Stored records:
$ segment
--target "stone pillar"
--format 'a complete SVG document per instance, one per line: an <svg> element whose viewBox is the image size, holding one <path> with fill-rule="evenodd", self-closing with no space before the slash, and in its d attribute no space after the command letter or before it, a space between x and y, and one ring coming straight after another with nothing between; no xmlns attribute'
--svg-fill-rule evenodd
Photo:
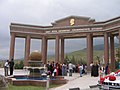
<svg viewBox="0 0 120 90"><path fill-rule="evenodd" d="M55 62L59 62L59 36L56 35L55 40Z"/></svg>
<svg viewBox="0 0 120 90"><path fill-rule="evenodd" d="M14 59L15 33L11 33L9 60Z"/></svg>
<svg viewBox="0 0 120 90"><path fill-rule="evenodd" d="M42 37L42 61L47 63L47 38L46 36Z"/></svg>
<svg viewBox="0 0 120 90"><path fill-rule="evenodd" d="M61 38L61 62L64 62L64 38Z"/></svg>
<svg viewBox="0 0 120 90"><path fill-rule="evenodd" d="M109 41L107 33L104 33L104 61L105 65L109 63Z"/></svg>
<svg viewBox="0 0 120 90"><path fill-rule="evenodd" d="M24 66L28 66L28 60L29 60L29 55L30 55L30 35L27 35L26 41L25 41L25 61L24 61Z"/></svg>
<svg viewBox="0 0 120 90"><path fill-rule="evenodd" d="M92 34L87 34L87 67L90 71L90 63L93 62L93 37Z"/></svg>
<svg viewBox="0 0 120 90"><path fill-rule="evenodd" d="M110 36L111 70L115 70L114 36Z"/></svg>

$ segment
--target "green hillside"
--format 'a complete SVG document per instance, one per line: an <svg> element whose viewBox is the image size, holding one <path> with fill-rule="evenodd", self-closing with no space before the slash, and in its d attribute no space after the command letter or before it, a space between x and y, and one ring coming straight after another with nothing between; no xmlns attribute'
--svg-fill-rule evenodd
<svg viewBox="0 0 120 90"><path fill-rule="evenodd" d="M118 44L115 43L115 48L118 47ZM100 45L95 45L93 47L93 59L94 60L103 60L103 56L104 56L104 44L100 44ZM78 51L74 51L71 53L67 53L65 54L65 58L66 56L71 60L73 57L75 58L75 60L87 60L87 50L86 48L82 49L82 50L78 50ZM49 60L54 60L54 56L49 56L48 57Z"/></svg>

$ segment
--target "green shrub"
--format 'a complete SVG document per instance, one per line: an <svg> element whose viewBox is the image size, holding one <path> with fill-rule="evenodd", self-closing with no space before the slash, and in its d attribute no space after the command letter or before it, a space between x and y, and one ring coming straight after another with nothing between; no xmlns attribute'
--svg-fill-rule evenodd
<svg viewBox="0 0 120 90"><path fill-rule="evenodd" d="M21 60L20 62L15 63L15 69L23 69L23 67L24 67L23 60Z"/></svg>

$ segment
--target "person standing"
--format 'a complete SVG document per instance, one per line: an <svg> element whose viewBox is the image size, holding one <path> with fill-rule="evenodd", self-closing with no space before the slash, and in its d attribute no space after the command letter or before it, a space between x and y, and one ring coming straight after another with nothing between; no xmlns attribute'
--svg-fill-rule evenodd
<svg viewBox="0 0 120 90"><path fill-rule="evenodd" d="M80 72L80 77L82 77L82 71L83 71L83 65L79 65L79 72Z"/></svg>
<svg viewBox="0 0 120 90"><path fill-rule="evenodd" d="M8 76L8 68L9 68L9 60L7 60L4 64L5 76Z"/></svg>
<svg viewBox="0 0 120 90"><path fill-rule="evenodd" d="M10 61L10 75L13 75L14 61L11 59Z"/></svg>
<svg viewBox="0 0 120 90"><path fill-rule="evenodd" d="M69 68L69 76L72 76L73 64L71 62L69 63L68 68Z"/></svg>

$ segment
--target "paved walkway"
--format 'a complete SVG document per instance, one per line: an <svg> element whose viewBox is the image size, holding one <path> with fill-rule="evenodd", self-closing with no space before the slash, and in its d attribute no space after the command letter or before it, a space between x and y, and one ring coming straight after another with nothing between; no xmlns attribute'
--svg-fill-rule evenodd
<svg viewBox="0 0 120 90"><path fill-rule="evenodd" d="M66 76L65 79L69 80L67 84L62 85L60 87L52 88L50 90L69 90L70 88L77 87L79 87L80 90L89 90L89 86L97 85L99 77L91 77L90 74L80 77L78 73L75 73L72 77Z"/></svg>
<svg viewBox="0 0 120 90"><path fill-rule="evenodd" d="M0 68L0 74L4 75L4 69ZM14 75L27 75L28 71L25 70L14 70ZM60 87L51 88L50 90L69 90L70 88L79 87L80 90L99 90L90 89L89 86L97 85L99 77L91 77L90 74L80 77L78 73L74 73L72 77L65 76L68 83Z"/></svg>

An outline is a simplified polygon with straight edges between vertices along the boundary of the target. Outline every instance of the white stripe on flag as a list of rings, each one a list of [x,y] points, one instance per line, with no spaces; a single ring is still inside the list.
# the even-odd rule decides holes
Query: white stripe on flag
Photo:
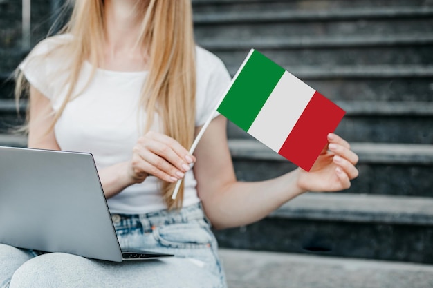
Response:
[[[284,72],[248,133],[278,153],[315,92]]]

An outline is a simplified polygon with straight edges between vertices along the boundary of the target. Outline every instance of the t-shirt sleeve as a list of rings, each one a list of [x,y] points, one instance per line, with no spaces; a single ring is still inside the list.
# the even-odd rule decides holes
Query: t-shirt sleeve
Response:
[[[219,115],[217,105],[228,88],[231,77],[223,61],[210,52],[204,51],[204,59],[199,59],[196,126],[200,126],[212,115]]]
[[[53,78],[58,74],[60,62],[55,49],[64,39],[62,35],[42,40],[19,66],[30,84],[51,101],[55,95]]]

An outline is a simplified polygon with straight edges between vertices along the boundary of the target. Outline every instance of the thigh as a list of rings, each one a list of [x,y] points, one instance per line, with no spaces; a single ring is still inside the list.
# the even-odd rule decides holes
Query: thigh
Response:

[EXERCISE REQUIREMENTS]
Please reproduce all of the records above word for word, leaving the pictures out of your answer.

[EXERCISE RESULT]
$ segment
--target "stone pillar"
--format 'a complete SVG document per instance, one per line: an <svg> element whose viewBox is the image size, holding one <path> with fill-rule="evenodd", self-closing with no space before the slash, and in its d attribute no space after the command letter or before it, a space between x and y, and one ring coming straight after another with nothing between; no xmlns attribute'
--svg-fill-rule evenodd
Photo:
<svg viewBox="0 0 120 90"><path fill-rule="evenodd" d="M55 62L59 62L59 36L56 35L55 40Z"/></svg>
<svg viewBox="0 0 120 90"><path fill-rule="evenodd" d="M14 59L15 33L11 33L9 60Z"/></svg>
<svg viewBox="0 0 120 90"><path fill-rule="evenodd" d="M42 37L42 61L47 63L47 38L46 36Z"/></svg>
<svg viewBox="0 0 120 90"><path fill-rule="evenodd" d="M61 38L61 62L64 62L64 38Z"/></svg>
<svg viewBox="0 0 120 90"><path fill-rule="evenodd" d="M109 41L107 33L104 33L104 61L105 65L109 63Z"/></svg>
<svg viewBox="0 0 120 90"><path fill-rule="evenodd" d="M24 66L28 66L28 60L29 60L29 55L30 55L30 35L27 35L26 41L25 41L25 61L24 61Z"/></svg>
<svg viewBox="0 0 120 90"><path fill-rule="evenodd" d="M92 34L87 34L87 67L90 71L90 63L93 62L93 37Z"/></svg>
<svg viewBox="0 0 120 90"><path fill-rule="evenodd" d="M110 36L111 70L115 70L114 36Z"/></svg>

$ segment
--target "green hillside"
--format 'a complete SVG document per instance, one per line: an <svg> element whose viewBox is the image size, holding one <path> with fill-rule="evenodd", self-closing with no space before the slash, and in its d attribute no space after the command letter or before it, a space between x and y, and one ring coming straight after another with nothing between; no xmlns attribute'
--svg-fill-rule evenodd
<svg viewBox="0 0 120 90"><path fill-rule="evenodd" d="M118 44L115 43L115 48L118 47ZM100 45L95 45L93 47L93 59L94 60L103 60L103 56L104 56L104 44L100 44ZM78 51L74 51L71 53L67 53L65 54L65 58L66 56L71 60L73 57L75 58L75 60L87 60L87 50L86 48L82 49L82 50L78 50ZM49 60L54 60L54 56L49 56L48 57Z"/></svg>

$ segment
--target "green shrub"
--format 'a complete SVG document per instance, one per line: an <svg> element whose viewBox is the image size, holding one <path> with fill-rule="evenodd", self-closing with no space before the slash, and in its d attribute no space after the command letter or before it, a space between x and y, and one ring coming straight after another with nothing between; no xmlns attribute'
--svg-fill-rule evenodd
<svg viewBox="0 0 120 90"><path fill-rule="evenodd" d="M21 60L20 62L15 63L15 69L23 69L23 67L24 67L23 60Z"/></svg>

$ segment
--target "person standing"
--format 'a complete SVG document per instance, one per line: an <svg> element whose viewBox is the image size, holding one <path> with fill-rule="evenodd", self-closing with no space before the slash, and in its d attribute no space after the command letter or before it, a space between x and y, and one ring coming straight after another with nothing between; no xmlns attribute'
--svg-fill-rule evenodd
<svg viewBox="0 0 120 90"><path fill-rule="evenodd" d="M80 72L80 77L82 77L82 71L83 71L83 65L79 65L79 72Z"/></svg>
<svg viewBox="0 0 120 90"><path fill-rule="evenodd" d="M8 76L8 68L9 68L9 60L7 60L4 64L5 76Z"/></svg>
<svg viewBox="0 0 120 90"><path fill-rule="evenodd" d="M10 61L10 75L13 75L14 61L11 59Z"/></svg>
<svg viewBox="0 0 120 90"><path fill-rule="evenodd" d="M69 68L69 76L72 76L73 64L71 62L69 63L68 68Z"/></svg>

$ segment
--target "paved walkway"
--format 'a complete SVG document per instance, one per line: an <svg> element whose viewBox is the image size, holding one <path> with fill-rule="evenodd", self-closing with no space before the slash, and in its d attribute no space after the command letter or before it, a space between x and y, and one ring coming straight after another with nothing between; no xmlns attribute'
--svg-fill-rule evenodd
<svg viewBox="0 0 120 90"><path fill-rule="evenodd" d="M66 76L65 79L69 80L67 84L62 85L60 87L52 88L50 90L69 90L70 88L77 87L79 87L80 90L89 90L89 86L97 85L99 77L91 77L90 74L80 77L78 73L75 73L72 77Z"/></svg>
<svg viewBox="0 0 120 90"><path fill-rule="evenodd" d="M0 68L0 74L4 75L4 69ZM14 75L27 75L28 71L25 70L14 70ZM60 87L51 88L50 90L69 90L70 88L79 87L80 90L99 90L90 89L89 86L97 85L99 77L91 77L90 74L80 77L78 73L74 73L72 77L65 76L68 83Z"/></svg>

An outline is a simplified polygon with straight edges between vertices along the boundary of the target. Outline every instance of the white stripe on flag as a list of rings, each one a list of [x,y] points, one instance per line, with no spaces; a single ring is still inside the list.
# the even-odd rule decides holes
Query: white stripe on flag
Photo:
Response:
[[[284,72],[248,133],[278,153],[315,92]]]

An outline is a simplified polygon with straight edges between vertices along the boundary of the target. Outline every instance of the t-shirt sleeve as a list of rings, each one a list of [x,y] points, one instance per line, with no spaces; a single ring is still inside the list.
# the even-odd rule decides holes
Query: t-shirt sleeve
Response:
[[[219,115],[217,105],[228,88],[231,77],[223,61],[210,52],[204,51],[204,59],[199,59],[196,126],[200,126],[212,115]]]
[[[53,78],[58,74],[60,62],[55,49],[64,39],[62,35],[42,40],[19,66],[30,84],[51,101],[55,95]]]

An outline is a simplified polygon with straight edges between vertices along the boundary of the target. Outline every instance of the thigh as a list of rings, each one a list of [x,y] points, one instance per line, with no spaces; a single ring is still inside the list.
# the even-odd rule decides holes
Query: thigh
Response:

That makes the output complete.